:: Entries shown ::

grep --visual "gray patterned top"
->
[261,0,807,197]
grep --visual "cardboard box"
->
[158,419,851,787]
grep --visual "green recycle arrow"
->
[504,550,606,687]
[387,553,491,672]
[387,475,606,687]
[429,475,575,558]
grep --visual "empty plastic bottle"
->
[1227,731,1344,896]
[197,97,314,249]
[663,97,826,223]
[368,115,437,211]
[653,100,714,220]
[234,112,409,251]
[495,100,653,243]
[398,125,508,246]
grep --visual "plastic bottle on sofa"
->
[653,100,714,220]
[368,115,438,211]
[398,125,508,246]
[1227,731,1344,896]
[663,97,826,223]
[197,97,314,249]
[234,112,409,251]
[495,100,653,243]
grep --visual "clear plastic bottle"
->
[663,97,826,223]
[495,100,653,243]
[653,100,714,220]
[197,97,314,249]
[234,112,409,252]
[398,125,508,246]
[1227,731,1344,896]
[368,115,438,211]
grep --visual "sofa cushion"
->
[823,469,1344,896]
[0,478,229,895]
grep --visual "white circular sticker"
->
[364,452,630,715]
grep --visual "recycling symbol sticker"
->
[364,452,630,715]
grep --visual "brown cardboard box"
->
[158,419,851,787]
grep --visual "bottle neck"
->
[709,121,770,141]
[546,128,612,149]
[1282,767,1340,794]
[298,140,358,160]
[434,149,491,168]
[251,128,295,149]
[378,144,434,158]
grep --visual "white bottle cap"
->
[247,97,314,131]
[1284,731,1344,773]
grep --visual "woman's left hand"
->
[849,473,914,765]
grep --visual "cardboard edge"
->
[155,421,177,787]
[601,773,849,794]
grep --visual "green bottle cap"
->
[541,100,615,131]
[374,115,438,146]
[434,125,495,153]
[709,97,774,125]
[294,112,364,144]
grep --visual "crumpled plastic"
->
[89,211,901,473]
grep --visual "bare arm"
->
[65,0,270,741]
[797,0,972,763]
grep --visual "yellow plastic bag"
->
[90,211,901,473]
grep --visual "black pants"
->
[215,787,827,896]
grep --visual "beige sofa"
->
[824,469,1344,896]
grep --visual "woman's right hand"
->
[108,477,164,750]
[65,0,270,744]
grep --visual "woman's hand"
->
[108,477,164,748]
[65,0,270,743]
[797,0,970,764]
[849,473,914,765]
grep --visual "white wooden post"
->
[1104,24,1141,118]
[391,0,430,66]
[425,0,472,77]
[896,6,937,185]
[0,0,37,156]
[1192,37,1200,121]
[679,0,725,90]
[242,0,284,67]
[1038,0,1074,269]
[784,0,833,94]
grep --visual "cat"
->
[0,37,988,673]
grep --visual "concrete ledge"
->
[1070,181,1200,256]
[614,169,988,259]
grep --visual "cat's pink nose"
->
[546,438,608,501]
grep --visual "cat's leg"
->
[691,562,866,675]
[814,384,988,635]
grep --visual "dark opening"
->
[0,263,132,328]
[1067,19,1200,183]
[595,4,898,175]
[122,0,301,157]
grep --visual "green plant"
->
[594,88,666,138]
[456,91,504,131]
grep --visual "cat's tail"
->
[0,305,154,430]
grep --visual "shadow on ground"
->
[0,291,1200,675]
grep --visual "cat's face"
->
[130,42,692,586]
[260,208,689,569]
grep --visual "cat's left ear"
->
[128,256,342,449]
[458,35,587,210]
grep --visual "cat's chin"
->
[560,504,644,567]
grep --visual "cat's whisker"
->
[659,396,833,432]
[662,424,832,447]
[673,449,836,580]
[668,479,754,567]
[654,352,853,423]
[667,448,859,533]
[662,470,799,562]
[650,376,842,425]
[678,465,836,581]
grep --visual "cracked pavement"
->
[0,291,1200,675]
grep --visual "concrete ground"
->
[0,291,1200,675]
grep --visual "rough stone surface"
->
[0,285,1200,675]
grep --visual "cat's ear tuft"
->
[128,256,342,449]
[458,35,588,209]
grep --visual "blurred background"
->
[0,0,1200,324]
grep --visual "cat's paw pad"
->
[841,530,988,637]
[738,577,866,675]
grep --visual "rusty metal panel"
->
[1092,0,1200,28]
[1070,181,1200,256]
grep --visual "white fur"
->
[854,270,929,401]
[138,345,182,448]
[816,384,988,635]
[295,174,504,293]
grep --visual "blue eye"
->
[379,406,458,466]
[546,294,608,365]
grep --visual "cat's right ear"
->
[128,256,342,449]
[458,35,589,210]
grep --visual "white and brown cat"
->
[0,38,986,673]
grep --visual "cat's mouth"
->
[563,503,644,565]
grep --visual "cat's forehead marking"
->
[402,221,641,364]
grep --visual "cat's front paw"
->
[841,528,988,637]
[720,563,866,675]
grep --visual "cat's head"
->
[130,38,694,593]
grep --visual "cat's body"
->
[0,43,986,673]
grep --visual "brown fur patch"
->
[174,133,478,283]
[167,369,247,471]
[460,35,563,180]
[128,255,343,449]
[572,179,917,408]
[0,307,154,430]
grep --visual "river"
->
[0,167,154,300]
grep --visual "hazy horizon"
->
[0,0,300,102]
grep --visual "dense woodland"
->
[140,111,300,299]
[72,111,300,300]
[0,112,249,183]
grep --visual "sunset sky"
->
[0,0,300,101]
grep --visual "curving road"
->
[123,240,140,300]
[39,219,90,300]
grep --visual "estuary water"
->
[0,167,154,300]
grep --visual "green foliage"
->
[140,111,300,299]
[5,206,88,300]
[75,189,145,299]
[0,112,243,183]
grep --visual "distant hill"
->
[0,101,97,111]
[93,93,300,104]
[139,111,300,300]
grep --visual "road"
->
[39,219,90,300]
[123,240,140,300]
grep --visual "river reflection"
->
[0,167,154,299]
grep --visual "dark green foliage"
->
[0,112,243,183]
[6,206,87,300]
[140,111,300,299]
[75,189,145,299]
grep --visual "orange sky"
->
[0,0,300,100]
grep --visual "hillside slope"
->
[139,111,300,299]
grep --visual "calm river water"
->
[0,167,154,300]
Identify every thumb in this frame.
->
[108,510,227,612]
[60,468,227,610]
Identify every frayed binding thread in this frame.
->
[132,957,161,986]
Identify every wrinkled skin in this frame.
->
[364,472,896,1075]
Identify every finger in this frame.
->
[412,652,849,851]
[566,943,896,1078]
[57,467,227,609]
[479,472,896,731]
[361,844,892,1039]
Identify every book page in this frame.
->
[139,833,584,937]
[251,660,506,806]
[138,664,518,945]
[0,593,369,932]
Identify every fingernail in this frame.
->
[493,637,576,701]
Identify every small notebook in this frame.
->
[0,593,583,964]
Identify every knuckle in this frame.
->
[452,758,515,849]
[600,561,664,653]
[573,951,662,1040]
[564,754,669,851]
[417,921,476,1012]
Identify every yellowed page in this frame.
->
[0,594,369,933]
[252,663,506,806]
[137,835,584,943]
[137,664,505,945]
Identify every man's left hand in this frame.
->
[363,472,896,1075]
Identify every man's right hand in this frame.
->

:::

**Given request:**
Please return each line above that contains the word "right".

**Solution to the exercise:**
grep --visual "woman's right hand"
grep --visual "cat's right ear"
Identify every man's right hand in this frame.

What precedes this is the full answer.